Given exercise:
Please reproduce the stretch of the excerpt on job tasks and wages from "Importantly, the existing" through "estimated task returns.", word for word.

Excerpt to read:
Indeed, using survey data on job activities of US workers at the workplace, Autor and Handel (2013) contrast variation in tasks at the individual- and occupation-level and find worker-level information on tasks to be informative about wage differences not only between occupations, but also within. Similarly, Autor and Handel (2013) point out that individual job tasks differ within education and demographic groups. Cassidy (2017) and Rohrbach-Schmidt (2019) provide similar evidence in the German context, Storm (2022b) shows differences in task specialization within occupations between natives and foreigners, and de la Rica et al. (2020) in a cross-country setting using PIAAC data, suggesting within-occupation heterogeneity in tasks is not country-specific. Related evidence on dispersion of tasks within occupations can be found in Spitz-Oener (2006), Atalay et al. (2018), Atalay et al. (2020), Deming and Noray (2019), Modestino et al. (2019), and Stinebrickner et al. (2019). These papers highlight rich heterogeneity in tasks that is masked in conventional occupation-level data and rising dispersion of tasks within occupations over time.

Importantly, the existing empirical literature echoes the well-known difference in the unit of interest between survey and expert data. While the former emphasizes tasks performed at the workplace, the latter describes occupational characteristics (Autor 2013, Dengler et al. 2014). By focusing on the occupational dimension, expert data implicitly assumes workers within an occupation perform a common set of tasks. These conventional task models therefore ignore individual heterogeneity, giving rise to omitted-variable bias in estimated task returns.

While previous contributions on the heterogeneity of job tasks are convincing and important, neither of these studies explicitly measure the bias in task returns embedded in conventional task data. This information is important for practitioners, however, who often use task data on the grounds of theory of comparative advantage in tasks. In this paper I fill this gap by rigorously comparing the statistical properties of task models based on survey and expert data, respectively. This comparison allows me to test and quantify the presence of omitted-variable bias in task returns based on expert data. To this end, I make four contributions to the existing literature.

First, I find worker-level information on tasks is predictive of wage differences in all specifications and thus in line with prior research. Relative to performing manual tasks, I find a 1 pp. increase in abstract task intensity raises wages by 36–53%. Employing a sizable cross-section of more than 27,000 workers in Germany from 2012-18 with self-reported information on job tasks represents an improvement over the existing literature that either uses much smaller samples (Autor and Handel 2013, Rohrbach-Schmidt 2019) or older data (Cassidy 2017). Idiosyncratic differences in tasks are especially pronounced in models conditional on occupational fixed effects (FE), providing direct evidence on task specialization within occupations.

Second, I conduct formal tests of various task models. In this analysis, I compare the statistical performance of wage regressions comprising survey data and, respectively, expert data, provided by Dengler et al. (2014)—henceforth DMP.^{Footnote 1} Overall, baseline results suggest only minor statistical differences between survey- and expert task data. While goodness-of-fitness measures and information criteria favor models based on worker-level variation, expert data has more unique explanatory power. The broad statistical similarity likewise holds true for a comparison of occupation-level expert data with occupation-level task measures derived from survey data. Hence, assessment by labor market experts on the importance of job tasks does not appear to be fundamentally different from worker assessment.

Given information:
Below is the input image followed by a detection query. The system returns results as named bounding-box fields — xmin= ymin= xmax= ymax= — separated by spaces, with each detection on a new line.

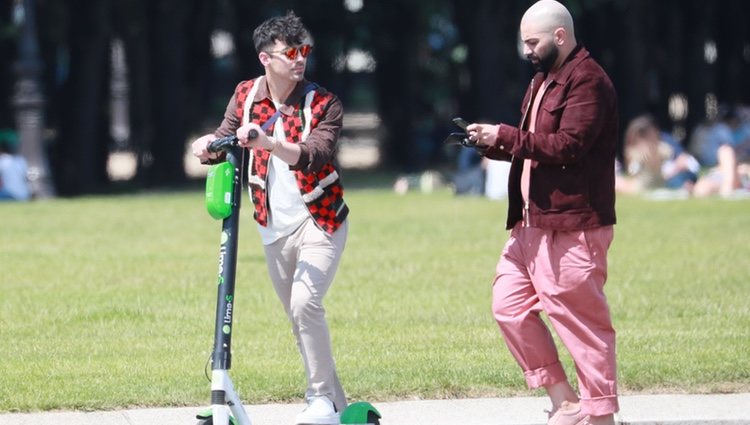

The completed task:
Importantly, the existing empirical literature echoes the well-known difference in the unit of interest between survey and expert data. While the former emphasizes tasks performed at the workplace, the latter describes occupational characteristics (Autor 2013, Dengler et al. 2014). By focusing on the occupational dimension, expert data implicitly assumes workers within an occupation perform a common set of tasks. These conventional task models therefore ignore individual heterogeneity, giving rise to omitted-variable bias in estimated task returns.